* _AUFGABE 1_
Nenne jede Zeile der Datensätze weiter unten, in der das Wort "patch" vorkommt, und zwar vollständig und unverändert.

* _AUSGANGSTEXT_

Johannes Rieder über "Gott des Gemetzels" auf bairisch
Yasmina Rezas „Der Gott des Gemetzels“ ist eines der erfolgreichsten Bühnenstücke der Gegenwart. Was liegt da für eine bayerische Theatergruppe näher, als es auch mal in Mundart auf die Bühne zu bringen? Eben. Aber: Die Autorin ist angeblich dagegen. Hier erzählt der Regisseur Johannes Rieder, wie er es trotzdem geschafft hat.
AZ: Herr Rieder, wenn Sie am Mittwoch Premiere mit „Der Gott des Gemetzels“ auf Bairisch haben, geht eine Reise zu Ende, die 2011, vor rund sieben Jahren, begonnen hat. Was hat so lange gedauert – Sie wollten ja eigentlich nur ein Theaterstück machen. Auf Bairisch.

* _AUFGABE 2_
Gib aus dem Ausgangstext oben den Abschnitt von "Johannes Rieder über" bis einschließlich "machen. Auf Bairisch." wortgetreu wieder.

* _Datenzeilen dazu, wo Objekte zu sehen sind_

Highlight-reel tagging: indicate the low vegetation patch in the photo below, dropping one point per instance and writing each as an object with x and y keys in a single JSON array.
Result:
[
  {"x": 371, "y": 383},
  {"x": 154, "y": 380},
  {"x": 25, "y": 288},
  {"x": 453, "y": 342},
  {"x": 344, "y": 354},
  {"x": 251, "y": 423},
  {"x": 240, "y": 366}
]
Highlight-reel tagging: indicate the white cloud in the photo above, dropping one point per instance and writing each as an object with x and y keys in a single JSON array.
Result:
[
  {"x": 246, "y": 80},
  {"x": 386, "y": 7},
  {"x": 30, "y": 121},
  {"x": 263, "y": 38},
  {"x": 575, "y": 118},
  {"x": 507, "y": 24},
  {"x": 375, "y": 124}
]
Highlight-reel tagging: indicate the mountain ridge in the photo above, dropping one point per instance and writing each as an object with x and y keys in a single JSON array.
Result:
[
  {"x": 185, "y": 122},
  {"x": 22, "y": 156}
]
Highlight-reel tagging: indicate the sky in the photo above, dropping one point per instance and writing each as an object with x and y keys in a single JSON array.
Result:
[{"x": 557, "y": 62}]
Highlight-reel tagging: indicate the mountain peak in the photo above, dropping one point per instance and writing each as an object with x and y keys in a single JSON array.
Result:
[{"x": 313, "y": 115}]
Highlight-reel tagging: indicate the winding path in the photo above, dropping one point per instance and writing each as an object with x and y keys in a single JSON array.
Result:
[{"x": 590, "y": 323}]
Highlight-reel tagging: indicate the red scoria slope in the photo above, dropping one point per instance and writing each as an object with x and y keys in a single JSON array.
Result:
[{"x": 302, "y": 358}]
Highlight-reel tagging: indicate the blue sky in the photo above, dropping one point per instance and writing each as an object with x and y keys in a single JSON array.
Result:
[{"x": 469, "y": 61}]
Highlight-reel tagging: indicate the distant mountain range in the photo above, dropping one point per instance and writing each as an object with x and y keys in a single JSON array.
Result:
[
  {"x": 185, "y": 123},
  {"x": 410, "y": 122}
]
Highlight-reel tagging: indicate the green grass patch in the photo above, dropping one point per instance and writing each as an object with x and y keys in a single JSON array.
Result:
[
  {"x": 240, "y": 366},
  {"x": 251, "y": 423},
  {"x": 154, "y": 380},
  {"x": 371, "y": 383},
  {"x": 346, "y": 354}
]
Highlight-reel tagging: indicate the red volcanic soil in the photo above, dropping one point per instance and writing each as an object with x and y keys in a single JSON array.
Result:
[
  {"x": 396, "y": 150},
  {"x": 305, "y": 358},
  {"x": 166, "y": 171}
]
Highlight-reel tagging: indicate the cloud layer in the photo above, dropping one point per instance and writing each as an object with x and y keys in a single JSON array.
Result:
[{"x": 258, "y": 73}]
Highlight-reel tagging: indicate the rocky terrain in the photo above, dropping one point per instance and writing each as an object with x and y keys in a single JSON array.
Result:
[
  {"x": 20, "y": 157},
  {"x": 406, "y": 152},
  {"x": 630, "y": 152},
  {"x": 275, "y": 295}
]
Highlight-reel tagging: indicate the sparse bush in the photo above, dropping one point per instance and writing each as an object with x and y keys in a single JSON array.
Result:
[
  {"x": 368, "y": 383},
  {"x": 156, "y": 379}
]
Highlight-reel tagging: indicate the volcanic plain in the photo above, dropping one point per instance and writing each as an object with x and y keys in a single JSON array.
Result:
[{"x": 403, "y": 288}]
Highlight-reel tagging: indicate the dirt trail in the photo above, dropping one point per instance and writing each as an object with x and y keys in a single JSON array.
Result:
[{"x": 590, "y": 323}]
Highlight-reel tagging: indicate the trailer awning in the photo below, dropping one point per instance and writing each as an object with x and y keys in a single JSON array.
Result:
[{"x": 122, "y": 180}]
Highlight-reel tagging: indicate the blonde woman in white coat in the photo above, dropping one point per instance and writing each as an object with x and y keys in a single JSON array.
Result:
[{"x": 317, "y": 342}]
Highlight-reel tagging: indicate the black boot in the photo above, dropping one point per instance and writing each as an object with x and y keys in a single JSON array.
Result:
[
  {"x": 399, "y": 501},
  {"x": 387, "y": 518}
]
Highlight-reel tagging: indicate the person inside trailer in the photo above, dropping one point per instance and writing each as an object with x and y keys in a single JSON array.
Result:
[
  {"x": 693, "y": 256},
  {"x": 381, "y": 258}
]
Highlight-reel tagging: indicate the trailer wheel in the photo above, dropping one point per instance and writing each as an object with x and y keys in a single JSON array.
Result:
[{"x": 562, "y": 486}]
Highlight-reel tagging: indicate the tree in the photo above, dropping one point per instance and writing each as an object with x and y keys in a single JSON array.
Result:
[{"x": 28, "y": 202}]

* _FERTIGE ANTWORT 1_
Highlight-reel tagging: indicate the low vegetation patch in the photo below, dropping one point per instance and writing each as an object with x and y keys in a single JSON array.
Highlight-reel tagging: indicate the green grass patch in the photo above, dropping one point per instance and writing each as an object with x and y keys in a single JSON array.

* _FERTIGE ANTWORT 2_
Johannes Rieder über "Gott des Gemetzels" auf bairisch
Yasmina Rezas „Der Gott des Gemetzels“ ist eines der erfolgreichsten Bühnenstücke der Gegenwart. Was liegt da für eine bayerische Theatergruppe näher, als es auch mal in Mundart auf die Bühne zu bringen? Eben. Aber: Die Autorin ist angeblich dagegen. Hier erzählt der Regisseur Johannes Rieder, wie er es trotzdem geschafft hat.
AZ: Herr Rieder, wenn Sie am Mittwoch Premiere mit „Der Gott des Gemetzels“ auf Bairisch haben, geht eine Reise zu Ende, die 2011, vor rund sieben Jahren, begonnen hat. Was hat so lange gedauert – Sie wollten ja eigentlich nur ein Theaterstück machen. Auf Bairisch.